Actions to take ▸
1. According to the flamingo excerpt, what was built into the BNPF to give it robotic interactivity?
2. Using the flamingo excerpt, explain why the maker wanted the BNPF to be a robot rather than a puppet.
— start of Source extract —
A microcontroller and an array of an electronic sensors were incorporated into the BNPF to give it some robotic interactivity. Animatronics for use in film usually involves an operator/puppeteer but as a stand-alone art piece I wanted this to be a robot, not a puppet. Alas, this was probably the least successful aspect of this project due to my limitations as a programmer. Improving my programming skills in order to bring the Brave New Pink Flamingo to life is still very much on my bucket list.
— end of Source extract —
— start of Extracted material —
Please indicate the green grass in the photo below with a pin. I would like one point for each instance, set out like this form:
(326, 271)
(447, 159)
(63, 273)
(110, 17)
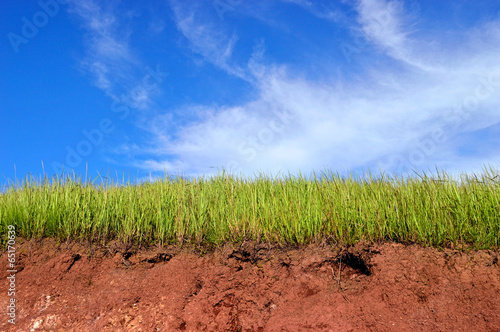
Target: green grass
(290, 210)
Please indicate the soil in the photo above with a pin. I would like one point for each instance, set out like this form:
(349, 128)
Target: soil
(251, 287)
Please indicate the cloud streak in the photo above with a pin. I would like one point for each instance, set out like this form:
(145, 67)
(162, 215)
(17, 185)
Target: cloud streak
(409, 95)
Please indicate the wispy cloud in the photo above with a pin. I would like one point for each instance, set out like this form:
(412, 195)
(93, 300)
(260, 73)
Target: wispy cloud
(109, 57)
(298, 124)
(205, 38)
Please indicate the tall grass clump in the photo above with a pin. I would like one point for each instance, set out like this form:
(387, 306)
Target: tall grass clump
(435, 211)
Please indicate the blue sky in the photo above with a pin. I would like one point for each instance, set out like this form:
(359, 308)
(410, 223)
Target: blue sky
(274, 87)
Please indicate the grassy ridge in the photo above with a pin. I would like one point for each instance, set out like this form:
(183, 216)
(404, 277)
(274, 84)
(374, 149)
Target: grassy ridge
(426, 210)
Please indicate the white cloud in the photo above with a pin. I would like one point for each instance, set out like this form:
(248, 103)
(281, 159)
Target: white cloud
(108, 57)
(296, 124)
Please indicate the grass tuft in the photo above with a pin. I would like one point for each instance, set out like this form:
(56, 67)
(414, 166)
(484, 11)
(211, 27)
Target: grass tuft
(288, 210)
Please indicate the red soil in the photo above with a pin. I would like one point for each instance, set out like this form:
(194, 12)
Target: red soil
(381, 287)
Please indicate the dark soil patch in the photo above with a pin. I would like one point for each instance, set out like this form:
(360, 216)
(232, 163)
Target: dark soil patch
(380, 287)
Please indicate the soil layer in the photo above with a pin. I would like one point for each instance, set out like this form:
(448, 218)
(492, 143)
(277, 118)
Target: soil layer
(368, 287)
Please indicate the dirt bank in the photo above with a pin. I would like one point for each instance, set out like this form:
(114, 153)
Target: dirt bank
(381, 287)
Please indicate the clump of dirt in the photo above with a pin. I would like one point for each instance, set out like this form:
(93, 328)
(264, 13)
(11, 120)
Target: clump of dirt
(383, 287)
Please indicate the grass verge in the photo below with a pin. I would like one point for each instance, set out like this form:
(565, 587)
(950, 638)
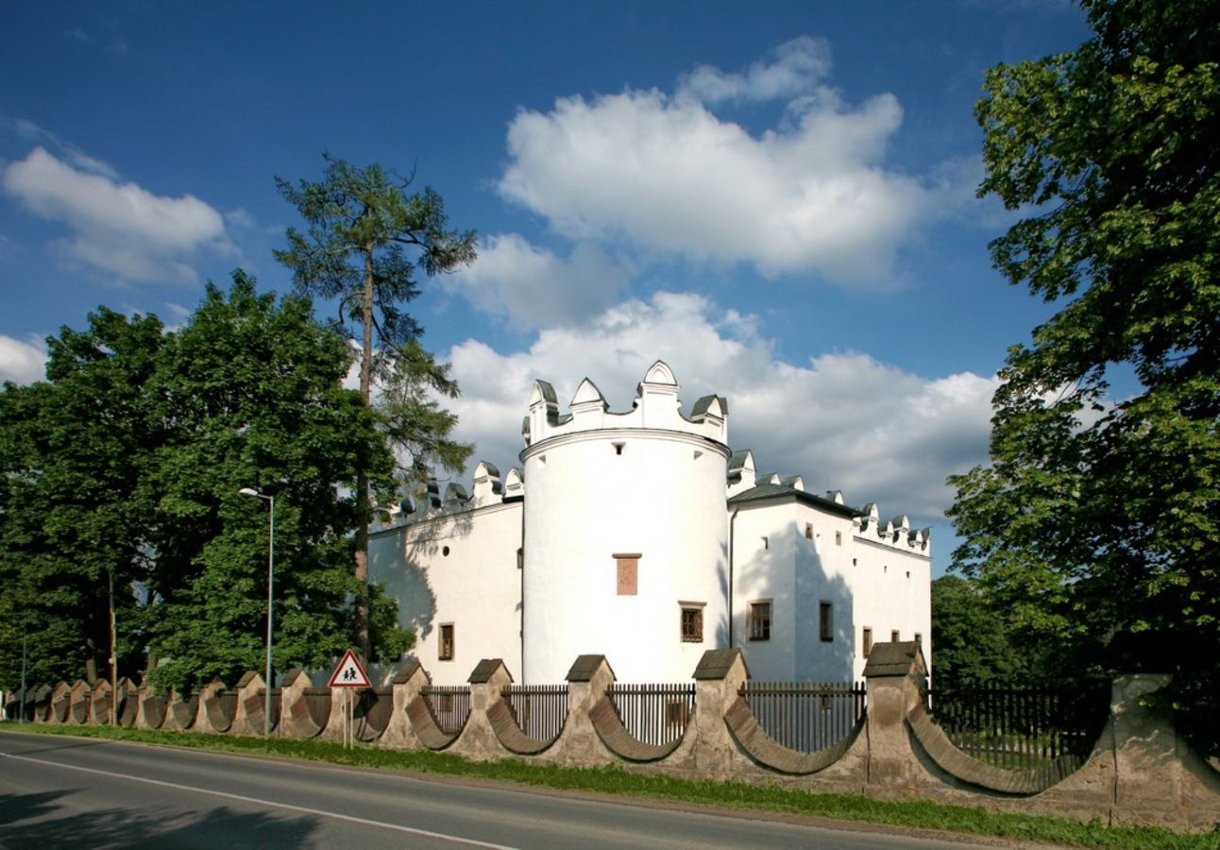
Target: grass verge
(616, 781)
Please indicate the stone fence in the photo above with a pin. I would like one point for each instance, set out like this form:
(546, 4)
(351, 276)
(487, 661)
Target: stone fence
(1140, 772)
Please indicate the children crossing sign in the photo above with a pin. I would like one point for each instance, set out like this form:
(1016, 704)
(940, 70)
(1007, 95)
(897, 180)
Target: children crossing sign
(350, 673)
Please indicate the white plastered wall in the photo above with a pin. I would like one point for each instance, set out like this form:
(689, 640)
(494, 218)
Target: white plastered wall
(476, 587)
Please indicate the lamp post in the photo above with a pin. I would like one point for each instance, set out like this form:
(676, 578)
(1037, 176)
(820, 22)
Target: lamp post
(271, 578)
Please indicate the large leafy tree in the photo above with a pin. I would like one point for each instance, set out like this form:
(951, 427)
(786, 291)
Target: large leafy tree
(1097, 522)
(73, 449)
(254, 392)
(970, 639)
(126, 464)
(366, 240)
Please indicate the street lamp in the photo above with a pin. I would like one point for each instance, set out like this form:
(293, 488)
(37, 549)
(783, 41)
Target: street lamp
(271, 578)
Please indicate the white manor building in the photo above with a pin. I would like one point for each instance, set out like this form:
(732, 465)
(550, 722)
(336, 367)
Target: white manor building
(643, 537)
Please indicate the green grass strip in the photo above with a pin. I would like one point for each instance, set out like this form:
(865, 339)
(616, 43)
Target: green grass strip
(738, 795)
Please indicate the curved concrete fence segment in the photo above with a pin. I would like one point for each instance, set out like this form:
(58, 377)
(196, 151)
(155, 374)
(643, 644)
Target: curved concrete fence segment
(620, 742)
(308, 714)
(511, 735)
(425, 727)
(153, 711)
(184, 711)
(372, 712)
(766, 751)
(79, 707)
(957, 764)
(221, 709)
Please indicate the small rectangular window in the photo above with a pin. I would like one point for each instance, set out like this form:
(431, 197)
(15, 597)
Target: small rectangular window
(445, 649)
(627, 578)
(826, 621)
(760, 621)
(677, 712)
(692, 623)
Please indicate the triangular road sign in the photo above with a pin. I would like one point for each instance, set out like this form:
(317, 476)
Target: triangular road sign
(350, 673)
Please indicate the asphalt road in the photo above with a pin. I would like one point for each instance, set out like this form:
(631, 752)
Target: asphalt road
(62, 792)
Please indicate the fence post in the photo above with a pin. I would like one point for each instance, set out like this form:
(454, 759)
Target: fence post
(896, 675)
(478, 740)
(720, 673)
(1159, 779)
(587, 682)
(406, 684)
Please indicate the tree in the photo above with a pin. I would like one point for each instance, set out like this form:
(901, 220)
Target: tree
— end of Extracted material —
The solutions ▸
1. A microcontroller and an array of electronic sensors.

2. Animatronics for film usually involves an operator or puppeteer. The BNPF was meant to be a stand-alone art piece, so the maker wanted it to be a robot, not a puppet.